(Source data)
==================================================

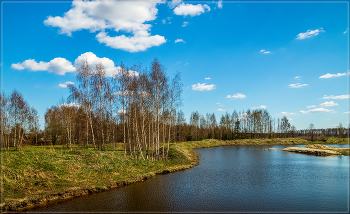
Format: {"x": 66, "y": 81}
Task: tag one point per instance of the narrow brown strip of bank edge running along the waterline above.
{"x": 28, "y": 204}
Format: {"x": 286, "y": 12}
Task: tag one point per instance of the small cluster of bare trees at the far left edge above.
{"x": 17, "y": 118}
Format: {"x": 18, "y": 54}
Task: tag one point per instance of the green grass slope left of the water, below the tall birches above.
{"x": 34, "y": 171}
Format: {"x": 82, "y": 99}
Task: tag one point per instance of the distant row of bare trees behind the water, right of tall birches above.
{"x": 257, "y": 123}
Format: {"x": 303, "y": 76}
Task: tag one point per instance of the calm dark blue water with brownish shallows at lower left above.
{"x": 232, "y": 179}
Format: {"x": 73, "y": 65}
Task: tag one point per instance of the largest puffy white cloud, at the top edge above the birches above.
{"x": 129, "y": 17}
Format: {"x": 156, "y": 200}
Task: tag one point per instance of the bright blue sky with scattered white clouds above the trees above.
{"x": 288, "y": 57}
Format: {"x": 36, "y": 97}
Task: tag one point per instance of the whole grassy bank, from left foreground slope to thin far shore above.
{"x": 36, "y": 175}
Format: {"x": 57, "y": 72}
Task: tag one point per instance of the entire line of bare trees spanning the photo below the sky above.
{"x": 138, "y": 107}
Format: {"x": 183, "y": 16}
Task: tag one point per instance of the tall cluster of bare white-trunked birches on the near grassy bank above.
{"x": 136, "y": 106}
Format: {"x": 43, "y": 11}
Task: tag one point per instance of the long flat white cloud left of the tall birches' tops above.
{"x": 57, "y": 65}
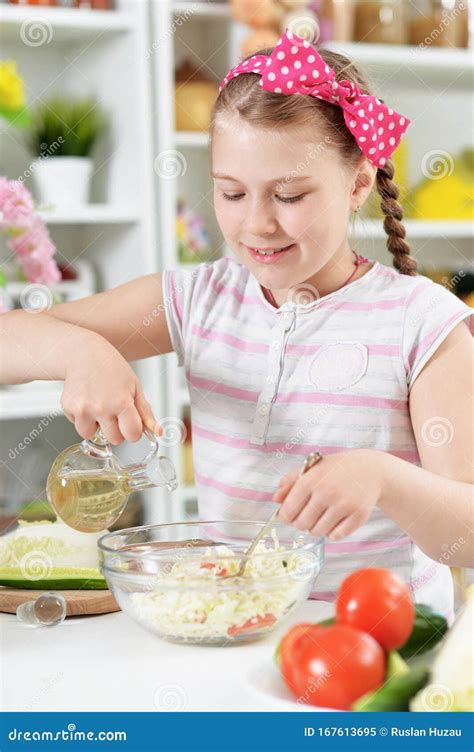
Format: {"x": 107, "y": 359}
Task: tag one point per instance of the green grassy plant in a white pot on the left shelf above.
{"x": 63, "y": 135}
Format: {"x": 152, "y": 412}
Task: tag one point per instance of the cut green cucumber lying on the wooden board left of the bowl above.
{"x": 58, "y": 578}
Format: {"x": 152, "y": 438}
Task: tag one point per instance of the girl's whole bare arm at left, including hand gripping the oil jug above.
{"x": 87, "y": 343}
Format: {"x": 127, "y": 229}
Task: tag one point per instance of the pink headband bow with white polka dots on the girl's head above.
{"x": 296, "y": 67}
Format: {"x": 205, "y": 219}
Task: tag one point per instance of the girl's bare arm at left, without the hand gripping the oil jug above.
{"x": 131, "y": 318}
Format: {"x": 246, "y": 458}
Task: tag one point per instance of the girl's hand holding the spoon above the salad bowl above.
{"x": 336, "y": 496}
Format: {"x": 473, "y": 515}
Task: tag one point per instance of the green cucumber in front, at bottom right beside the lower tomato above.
{"x": 395, "y": 694}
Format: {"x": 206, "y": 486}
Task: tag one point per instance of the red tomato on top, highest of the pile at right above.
{"x": 378, "y": 602}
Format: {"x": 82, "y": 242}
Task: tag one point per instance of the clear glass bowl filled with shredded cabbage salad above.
{"x": 175, "y": 579}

==================================================

**About this task**
Word for word, repeat the data above with the pictures left out.

**Answer space**
Format: {"x": 66, "y": 81}
Task: tag one point per instance of the narrow brown strip of bank edge running along the waterline above.
{"x": 28, "y": 204}
Format: {"x": 286, "y": 12}
Task: tag one point per instance of the small cluster of bare trees at the far left edge above.
{"x": 17, "y": 118}
Format: {"x": 18, "y": 54}
Task: tag one point per instance of the green grass slope left of the water, below the tall birches above.
{"x": 34, "y": 171}
Format: {"x": 82, "y": 99}
Task: tag one point per instance of the distant row of bare trees behind the water, right of tall birches above.
{"x": 257, "y": 123}
Format: {"x": 303, "y": 76}
Task: tag one point per instance of the calm dark blue water with brownish shallows at lower left above.
{"x": 232, "y": 179}
Format: {"x": 73, "y": 65}
Task: tag one point per instance of the largest puffy white cloud, at the top edge above the birches above.
{"x": 129, "y": 17}
Format: {"x": 156, "y": 200}
Task: tag one point per instance of the bright blue sky with scattered white clouds above the trees above.
{"x": 288, "y": 57}
Format: {"x": 36, "y": 97}
Task: tag one point per instance of the whole grassy bank, from left foreground slope to thin far shore above.
{"x": 36, "y": 175}
Format: {"x": 57, "y": 72}
Task: tag one point per instance of the entire line of bare trees spanning the photo below the sky above.
{"x": 138, "y": 107}
Format: {"x": 183, "y": 16}
Task: tag one point per instance of the tall cluster of bare white-trunked birches on the near grassy bank above.
{"x": 136, "y": 106}
Format: {"x": 43, "y": 11}
Task: tag one point per instance of the long flat white cloud left of the tall birches' tops above.
{"x": 57, "y": 65}
Format: {"x": 107, "y": 359}
Task: tag one point per instance of the green grassy plant in a white pot on the left shelf above.
{"x": 63, "y": 135}
Format: {"x": 152, "y": 412}
Task: tag one point per instance of the cut green cucumber lying on the wooden board left of the bowl above.
{"x": 58, "y": 578}
Format: {"x": 152, "y": 438}
Task: tag one point per instance of the girl's whole bare arm at left, including hand gripping the oil jug above.
{"x": 87, "y": 343}
Format: {"x": 127, "y": 229}
Task: tag one point per instance of the pink headband bow with white polka dots on the girl's head above.
{"x": 296, "y": 67}
Format: {"x": 205, "y": 219}
Task: tag one point per instance of the girl's bare arm at left, without the hand gripping the oil jug above.
{"x": 131, "y": 318}
Format: {"x": 246, "y": 458}
Task: tag one point per instance of the girl's hand holding the spoon above the salad bowl above.
{"x": 336, "y": 496}
Format: {"x": 473, "y": 515}
Task: tag one point per instance of the green cucumber in front, at bottom right beside the lower tomato above.
{"x": 395, "y": 694}
Format: {"x": 206, "y": 486}
Task: tag one point per instance of the red tomato on top, highest of the pile at right above.
{"x": 378, "y": 602}
Format: {"x": 82, "y": 242}
Task: tag one point per instance of the clear glass bowl filled with shredded cabbage salad above.
{"x": 175, "y": 579}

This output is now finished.